STATED EXERCISE –
Convert the records below into a two-column CSV with the header row record_text,answer. Give one row per record, with the record's text and its answer each in a single quoted field and every line break replaced by a space.

Records –

◆ ◆ ◆ ◆

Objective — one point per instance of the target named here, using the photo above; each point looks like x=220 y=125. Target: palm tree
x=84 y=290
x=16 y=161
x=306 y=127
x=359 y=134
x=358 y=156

◆ ◆ ◆ ◆

OUTPUT FOR THIS TASK –
record_text,answer
"Objective — one point per instance of the target named here, using the photo above; each point looks like x=220 y=125. Target: palm tree","x=84 y=290 x=16 y=161 x=306 y=127 x=359 y=134 x=358 y=156"